- [Stored data entries]:
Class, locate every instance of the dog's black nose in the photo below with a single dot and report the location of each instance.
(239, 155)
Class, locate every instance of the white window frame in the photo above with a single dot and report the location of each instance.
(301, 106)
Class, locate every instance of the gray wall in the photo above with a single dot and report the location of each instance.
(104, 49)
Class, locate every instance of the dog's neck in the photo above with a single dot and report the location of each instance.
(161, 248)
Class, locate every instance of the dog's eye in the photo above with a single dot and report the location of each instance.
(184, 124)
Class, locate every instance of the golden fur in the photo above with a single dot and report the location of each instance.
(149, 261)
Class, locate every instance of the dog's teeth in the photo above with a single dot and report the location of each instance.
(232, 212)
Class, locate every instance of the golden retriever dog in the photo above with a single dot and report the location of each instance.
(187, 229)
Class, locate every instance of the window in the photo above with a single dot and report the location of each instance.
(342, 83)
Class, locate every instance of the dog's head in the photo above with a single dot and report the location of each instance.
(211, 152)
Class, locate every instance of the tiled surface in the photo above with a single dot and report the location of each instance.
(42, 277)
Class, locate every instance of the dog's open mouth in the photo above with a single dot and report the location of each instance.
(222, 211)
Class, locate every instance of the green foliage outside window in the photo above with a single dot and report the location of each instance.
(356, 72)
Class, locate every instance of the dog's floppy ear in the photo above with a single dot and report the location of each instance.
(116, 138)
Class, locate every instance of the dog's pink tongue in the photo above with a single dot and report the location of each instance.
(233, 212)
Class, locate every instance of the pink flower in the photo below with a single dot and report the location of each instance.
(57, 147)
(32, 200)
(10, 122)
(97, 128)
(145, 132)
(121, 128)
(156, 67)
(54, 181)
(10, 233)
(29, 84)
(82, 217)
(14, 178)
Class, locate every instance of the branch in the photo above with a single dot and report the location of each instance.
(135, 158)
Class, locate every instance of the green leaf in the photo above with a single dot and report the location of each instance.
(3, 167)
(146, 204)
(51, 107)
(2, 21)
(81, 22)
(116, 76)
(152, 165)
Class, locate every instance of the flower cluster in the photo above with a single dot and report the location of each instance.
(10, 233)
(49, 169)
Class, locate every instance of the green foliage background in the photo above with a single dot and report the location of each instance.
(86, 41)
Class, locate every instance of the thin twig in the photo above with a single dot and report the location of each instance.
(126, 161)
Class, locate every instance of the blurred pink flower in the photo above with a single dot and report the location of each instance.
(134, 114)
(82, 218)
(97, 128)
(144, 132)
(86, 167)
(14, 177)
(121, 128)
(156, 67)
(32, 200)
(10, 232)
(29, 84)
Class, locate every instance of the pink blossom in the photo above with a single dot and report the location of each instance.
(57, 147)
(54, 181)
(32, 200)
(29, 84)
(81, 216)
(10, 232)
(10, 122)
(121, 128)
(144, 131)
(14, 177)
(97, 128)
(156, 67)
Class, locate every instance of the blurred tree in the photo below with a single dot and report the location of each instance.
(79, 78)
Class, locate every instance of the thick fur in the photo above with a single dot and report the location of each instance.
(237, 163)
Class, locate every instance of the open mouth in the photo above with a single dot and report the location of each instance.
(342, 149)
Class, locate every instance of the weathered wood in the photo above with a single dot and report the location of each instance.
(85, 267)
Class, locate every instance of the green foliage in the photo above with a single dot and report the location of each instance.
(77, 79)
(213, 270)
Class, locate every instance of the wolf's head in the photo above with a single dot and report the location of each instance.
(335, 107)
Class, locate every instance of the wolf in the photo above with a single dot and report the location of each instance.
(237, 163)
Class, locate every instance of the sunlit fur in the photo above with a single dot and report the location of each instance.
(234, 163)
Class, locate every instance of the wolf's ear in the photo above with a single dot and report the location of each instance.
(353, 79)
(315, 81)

- [WORK REQUIRED]: Transcribe the data exactly.

- [EXERCISE SOLUTION]:
Class, locate every instance of the dog's black nose in the photo below with a single dot and report the location of each instance.
(239, 155)
Class, locate every instance of the white window frame in the photo above with a single dot and report the location of each instance.
(301, 106)
Class, locate every instance of the gray wall in the photo above with a single dot and report the location of each instance.
(104, 49)
Class, locate every instance of the dog's neck in the photo above with a single dot and report the location of each instance.
(161, 248)
Class, locate every instance of the dog's eye in the photo above with a single dot and report the location of each instance.
(184, 124)
Class, locate every instance of the golden fur in the photo above with a single dot and report the location of each instance.
(149, 261)
Class, locate every instance of the dog's teeth in the photo above with a single dot and report the location of each instance.
(232, 212)
Class, locate every instance of the golden retriever dog in the photo above with a single dot and report the location of each instance.
(187, 229)
Class, locate every instance of the window in the photo above with a single dot and report the location of each instance.
(342, 83)
Class, locate every instance of the dog's head in the photo above with a single dot and report the location of each instance.
(211, 152)
Class, locate every instance of the tiled surface in the photo above with a single dot and report the location of each instance.
(42, 277)
Class, locate every instance of the dog's open mouth in the photo above with a single dot and report the location of each instance.
(222, 211)
Class, locate every instance of the green foliage outside window in the photo above with a single dot and report the location of each instance.
(356, 72)
Class, locate every instance of the dog's floppy ear in the photo above with a single dot and report the location of each instance.
(116, 138)
Class, locate every instance of the dog's pink tongue in the photo above with a single dot and report the location of each instance.
(233, 212)
Class, locate every instance of the pink flower in the photo below with a single dot and report the location of each instance.
(57, 147)
(32, 200)
(10, 122)
(97, 128)
(145, 132)
(121, 128)
(156, 67)
(54, 181)
(10, 233)
(29, 84)
(82, 217)
(14, 178)
Class, locate every instance of the branch in the photo above with a single dot and report the location of each instance.
(135, 158)
Class, locate every instance of the green leaf in the photo above with a single dot and report the location of each instance.
(3, 167)
(146, 204)
(51, 107)
(2, 21)
(81, 22)
(116, 76)
(152, 165)
Class, locate every instance of the flower cluster in the photo above with a single dot and report the location of each instance.
(10, 233)
(49, 169)
Class, locate every instance of the green foliage background in the photo above with a single dot and report the location of each instance.
(86, 41)
Class, locate every instance of the thin twig in the photo above with a single dot and report the location of each instance.
(126, 161)
Class, locate every instance of the blurred pink flower in the photo above with a single dot and report the location of each instance.
(134, 114)
(82, 218)
(97, 128)
(144, 132)
(86, 167)
(14, 177)
(121, 128)
(156, 67)
(32, 200)
(10, 232)
(29, 84)
Class, locate every instance of the pink blossom in the photo above with a single dot and report the location of each instance.
(57, 147)
(54, 181)
(32, 200)
(29, 84)
(81, 216)
(10, 232)
(10, 122)
(121, 128)
(144, 131)
(14, 177)
(97, 128)
(156, 67)
Class, locate every instance of the blurred tree in the photo below with a single dot and report the location of each instance.
(79, 78)
Class, locate every instance of the thick fur in the photo above with a single dot and report the location of each instance.
(237, 163)
Class, locate every instance of the open mouth in the photo above with a single dot and report the location of each instance.
(342, 149)
Class, locate every instance of the weathered wood in the photo above with a single dot and report the location of each instance.
(85, 267)
Class, locate every instance of the green foliage in the photo above with a single dot and report the location of each instance.
(77, 79)
(213, 270)
Class, locate every instance of the wolf's head in the photo above with a single dot and report the location of each instance.
(335, 107)
Class, locate every instance of the wolf in the photo above with a single dot and report the location of each instance.
(237, 163)
Class, locate every instance of the sunlit fur in the photo above with a single dot and report the location of each instance.
(234, 163)
Class, locate every instance of the wolf's ear in the photo above with a single dot and report the location of each instance.
(353, 79)
(315, 81)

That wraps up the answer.